WHAT THE EXERCISE ASKS —
Reproduce the line that holds "If you could place a marker on the raised" together with all the lines after it up to the end of the entries.

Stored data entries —
----

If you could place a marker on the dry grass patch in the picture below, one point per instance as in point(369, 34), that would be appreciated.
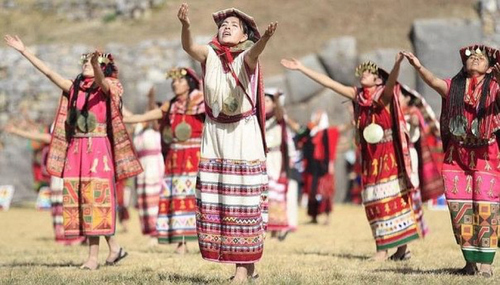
point(315, 254)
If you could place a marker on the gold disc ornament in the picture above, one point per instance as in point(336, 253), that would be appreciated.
point(183, 131)
point(230, 105)
point(474, 128)
point(373, 133)
point(166, 135)
point(86, 124)
point(457, 126)
point(215, 109)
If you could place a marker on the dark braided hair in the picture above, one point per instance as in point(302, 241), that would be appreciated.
point(192, 83)
point(457, 91)
point(246, 29)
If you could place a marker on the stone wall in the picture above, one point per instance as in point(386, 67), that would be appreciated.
point(79, 10)
point(143, 65)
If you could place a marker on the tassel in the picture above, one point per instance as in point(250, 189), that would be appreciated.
point(89, 145)
point(94, 166)
point(106, 167)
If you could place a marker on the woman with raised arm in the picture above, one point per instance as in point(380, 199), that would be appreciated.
point(90, 149)
point(56, 187)
point(148, 184)
point(232, 179)
point(471, 168)
point(280, 148)
point(181, 126)
point(318, 143)
point(383, 141)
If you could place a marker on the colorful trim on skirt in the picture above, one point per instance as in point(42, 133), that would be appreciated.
point(388, 207)
point(89, 207)
point(231, 217)
point(472, 191)
point(177, 209)
point(278, 218)
point(56, 198)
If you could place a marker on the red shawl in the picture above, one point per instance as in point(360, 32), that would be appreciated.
point(401, 137)
point(124, 157)
point(227, 55)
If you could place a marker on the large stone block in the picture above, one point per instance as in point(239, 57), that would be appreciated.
point(384, 58)
point(15, 165)
point(299, 112)
point(336, 106)
point(279, 82)
point(301, 87)
point(339, 56)
point(436, 43)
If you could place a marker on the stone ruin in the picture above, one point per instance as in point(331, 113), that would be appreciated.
point(435, 41)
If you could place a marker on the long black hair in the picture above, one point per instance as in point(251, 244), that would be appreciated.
point(457, 93)
point(246, 28)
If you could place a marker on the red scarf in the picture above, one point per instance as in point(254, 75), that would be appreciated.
point(226, 55)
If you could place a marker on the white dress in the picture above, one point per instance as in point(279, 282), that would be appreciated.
point(232, 180)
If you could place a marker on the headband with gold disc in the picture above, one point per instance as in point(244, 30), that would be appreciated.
point(176, 73)
point(367, 66)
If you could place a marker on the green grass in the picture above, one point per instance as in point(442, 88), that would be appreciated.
point(315, 254)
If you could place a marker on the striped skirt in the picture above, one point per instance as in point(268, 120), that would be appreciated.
point(390, 212)
point(231, 217)
point(176, 216)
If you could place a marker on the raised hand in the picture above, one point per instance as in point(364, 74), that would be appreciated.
point(9, 128)
point(292, 64)
point(15, 42)
point(270, 30)
point(412, 59)
point(183, 14)
point(399, 57)
point(151, 92)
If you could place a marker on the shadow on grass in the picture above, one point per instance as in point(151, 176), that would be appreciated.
point(337, 255)
point(33, 264)
point(197, 279)
point(412, 271)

----

TASK OUTPUT —
If you could place a marker on the raised hand in the picture above, one point per instance as in point(364, 74), that would be appreciated.
point(9, 128)
point(292, 64)
point(15, 42)
point(270, 30)
point(412, 59)
point(183, 14)
point(399, 57)
point(151, 92)
If you could place a marker on the shadow on grass in the picture above, one point per instance as in point(151, 176), that would be appreciated.
point(337, 255)
point(33, 264)
point(197, 279)
point(412, 271)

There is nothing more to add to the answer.